=== Goal ===
Exactly reproduce the line containing "Look at the photo above. For each instance of the blazer" together with every line after it, through the end of the entries, and give nothing more.

* Begin Data provided *

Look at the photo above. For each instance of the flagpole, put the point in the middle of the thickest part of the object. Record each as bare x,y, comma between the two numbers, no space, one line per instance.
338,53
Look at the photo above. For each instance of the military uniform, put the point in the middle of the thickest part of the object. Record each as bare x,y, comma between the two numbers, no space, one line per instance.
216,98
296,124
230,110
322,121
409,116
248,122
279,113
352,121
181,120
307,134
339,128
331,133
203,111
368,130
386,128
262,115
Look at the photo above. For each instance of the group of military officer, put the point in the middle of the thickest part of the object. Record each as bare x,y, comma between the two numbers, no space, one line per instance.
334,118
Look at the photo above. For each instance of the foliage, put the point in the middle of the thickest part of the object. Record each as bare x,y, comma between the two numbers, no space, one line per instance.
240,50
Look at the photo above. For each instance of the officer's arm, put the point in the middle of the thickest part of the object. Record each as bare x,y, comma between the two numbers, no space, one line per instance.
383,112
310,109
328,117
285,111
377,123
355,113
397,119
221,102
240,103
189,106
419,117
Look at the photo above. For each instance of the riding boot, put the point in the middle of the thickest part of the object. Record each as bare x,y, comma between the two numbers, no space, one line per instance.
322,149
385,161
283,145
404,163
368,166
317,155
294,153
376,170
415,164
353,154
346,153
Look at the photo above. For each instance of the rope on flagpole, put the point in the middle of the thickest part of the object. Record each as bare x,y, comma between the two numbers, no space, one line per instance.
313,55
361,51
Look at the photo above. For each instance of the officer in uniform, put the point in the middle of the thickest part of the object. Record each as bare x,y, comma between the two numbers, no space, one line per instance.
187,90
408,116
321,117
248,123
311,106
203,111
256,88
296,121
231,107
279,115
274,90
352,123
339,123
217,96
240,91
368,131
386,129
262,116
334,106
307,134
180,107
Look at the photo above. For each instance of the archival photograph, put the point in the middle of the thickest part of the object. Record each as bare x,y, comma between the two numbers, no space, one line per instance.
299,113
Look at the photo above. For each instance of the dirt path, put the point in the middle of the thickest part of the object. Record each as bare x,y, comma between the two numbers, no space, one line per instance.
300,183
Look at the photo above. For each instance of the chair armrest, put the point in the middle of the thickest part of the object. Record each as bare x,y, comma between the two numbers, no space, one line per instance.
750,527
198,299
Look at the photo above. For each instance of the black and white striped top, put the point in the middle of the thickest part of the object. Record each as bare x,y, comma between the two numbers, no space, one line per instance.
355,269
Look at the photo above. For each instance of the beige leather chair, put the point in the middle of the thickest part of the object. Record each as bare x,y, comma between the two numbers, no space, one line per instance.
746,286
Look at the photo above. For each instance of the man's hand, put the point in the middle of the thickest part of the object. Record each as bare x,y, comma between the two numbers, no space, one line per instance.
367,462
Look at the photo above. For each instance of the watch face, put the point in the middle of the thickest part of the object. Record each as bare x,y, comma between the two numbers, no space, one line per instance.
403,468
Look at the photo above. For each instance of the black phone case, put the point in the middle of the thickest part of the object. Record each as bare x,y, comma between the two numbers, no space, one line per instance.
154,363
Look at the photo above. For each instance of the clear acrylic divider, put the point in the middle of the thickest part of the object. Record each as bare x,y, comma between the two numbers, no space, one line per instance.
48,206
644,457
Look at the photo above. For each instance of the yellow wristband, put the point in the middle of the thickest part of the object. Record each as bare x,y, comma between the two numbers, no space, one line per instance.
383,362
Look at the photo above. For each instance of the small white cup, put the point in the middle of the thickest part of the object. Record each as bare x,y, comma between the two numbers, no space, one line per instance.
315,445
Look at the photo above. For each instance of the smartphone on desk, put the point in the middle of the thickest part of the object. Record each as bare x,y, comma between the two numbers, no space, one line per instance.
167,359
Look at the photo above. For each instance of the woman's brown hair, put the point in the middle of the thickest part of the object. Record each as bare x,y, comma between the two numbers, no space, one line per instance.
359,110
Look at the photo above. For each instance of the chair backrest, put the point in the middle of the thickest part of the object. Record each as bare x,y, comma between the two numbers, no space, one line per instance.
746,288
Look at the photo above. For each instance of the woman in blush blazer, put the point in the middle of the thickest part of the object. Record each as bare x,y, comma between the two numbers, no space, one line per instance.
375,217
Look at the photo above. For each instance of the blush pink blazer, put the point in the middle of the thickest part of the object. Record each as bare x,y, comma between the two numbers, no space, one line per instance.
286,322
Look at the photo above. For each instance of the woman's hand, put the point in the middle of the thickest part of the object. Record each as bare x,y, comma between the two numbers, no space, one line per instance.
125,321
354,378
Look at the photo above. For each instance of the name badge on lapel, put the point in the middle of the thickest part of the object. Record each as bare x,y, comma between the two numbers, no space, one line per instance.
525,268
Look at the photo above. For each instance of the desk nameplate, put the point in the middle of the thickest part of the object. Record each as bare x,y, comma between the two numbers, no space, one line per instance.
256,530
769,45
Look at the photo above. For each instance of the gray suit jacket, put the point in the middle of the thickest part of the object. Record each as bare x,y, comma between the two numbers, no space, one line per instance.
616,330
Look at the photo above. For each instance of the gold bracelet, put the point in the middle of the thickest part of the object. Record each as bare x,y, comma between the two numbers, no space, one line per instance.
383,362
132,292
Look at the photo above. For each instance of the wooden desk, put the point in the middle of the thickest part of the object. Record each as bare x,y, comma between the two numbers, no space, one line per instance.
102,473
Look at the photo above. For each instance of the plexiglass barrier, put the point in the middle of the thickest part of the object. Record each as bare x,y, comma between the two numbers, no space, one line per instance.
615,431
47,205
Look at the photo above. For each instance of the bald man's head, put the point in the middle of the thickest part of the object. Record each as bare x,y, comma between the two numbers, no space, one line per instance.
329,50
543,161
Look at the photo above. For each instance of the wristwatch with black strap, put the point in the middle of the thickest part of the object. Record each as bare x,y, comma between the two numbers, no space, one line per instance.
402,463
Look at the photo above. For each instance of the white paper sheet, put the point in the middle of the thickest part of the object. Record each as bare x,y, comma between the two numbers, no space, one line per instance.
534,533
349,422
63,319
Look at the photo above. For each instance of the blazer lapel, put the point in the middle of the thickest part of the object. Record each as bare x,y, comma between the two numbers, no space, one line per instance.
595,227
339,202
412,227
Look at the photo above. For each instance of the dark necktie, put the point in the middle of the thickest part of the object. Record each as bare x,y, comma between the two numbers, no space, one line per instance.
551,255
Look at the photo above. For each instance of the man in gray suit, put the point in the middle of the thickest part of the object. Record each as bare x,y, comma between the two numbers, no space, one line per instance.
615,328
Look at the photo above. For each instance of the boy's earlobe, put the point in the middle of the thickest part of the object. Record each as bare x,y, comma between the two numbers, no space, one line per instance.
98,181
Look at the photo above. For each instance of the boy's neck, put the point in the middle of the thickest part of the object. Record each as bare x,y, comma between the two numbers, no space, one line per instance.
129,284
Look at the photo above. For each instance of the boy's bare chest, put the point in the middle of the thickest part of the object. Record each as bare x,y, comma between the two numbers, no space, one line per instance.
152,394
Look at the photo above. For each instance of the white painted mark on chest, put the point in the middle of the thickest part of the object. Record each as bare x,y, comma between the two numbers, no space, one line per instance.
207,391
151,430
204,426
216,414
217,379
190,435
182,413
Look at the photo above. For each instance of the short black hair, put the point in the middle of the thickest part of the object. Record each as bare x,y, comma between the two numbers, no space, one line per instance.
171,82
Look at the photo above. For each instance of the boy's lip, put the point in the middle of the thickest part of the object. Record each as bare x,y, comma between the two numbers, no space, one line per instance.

* End Data provided *

=== Exercise response ===
Look at the photo above. For each instance of the blazer lapel, put the point in the middle of the thickest part of the object. Record each as bare x,y, comma between the two numbers, no space, one line per instance.
595,227
339,202
412,227
Look at the photo above. For each instance of the dark necktie, put the point in the middle of the thickest part of the object. Record each as bare x,y, comma between the two numbers, no space, one line per instance.
551,255
Look at the photo above. For each instance of the man in gray suit, put the point in the middle of the thickest part of the object. Record each as bare x,y, comma between the two numbers, no space, one line per instance.
615,328
Look at the photo above. For each instance of the boy's earlobe, put the point in the middle of the thickest part of the object. Record each as bare x,y, comma between the two numbers, no space, one line per instance.
98,181
Look at the photo above. For each instance of the boy's neck, put the point in the middle of the thickest part of the object. Record each as bare x,y, comma between the two numbers, no space, one line per instance.
129,284
Look at the photo above. For each instance of the boy's bare chest, put the point in the middle of the thickest part of the object. Record each as bare x,y, comma between the two numbers, no space, one line per instance.
152,394
Look at the photo above. For each instance of the white painted mark on chest, put the point in the middle of the thickest part of the object. Record each as bare x,y, comma between the two numbers, no space, one line per instance.
207,391
151,430
204,426
216,414
217,379
190,435
182,413
Look at the photo above. For each instance of the short black hair, put the point in the middle of the thickest part of the object. Record each as bare x,y, comma between the two numbers, no space, one line per instance.
171,82
Look at the photo above. For each instance of the boy's lip, put the point in the middle of the thickest part of the object. Record each as bare x,y, comma between the two numbers, no space, one line per instance.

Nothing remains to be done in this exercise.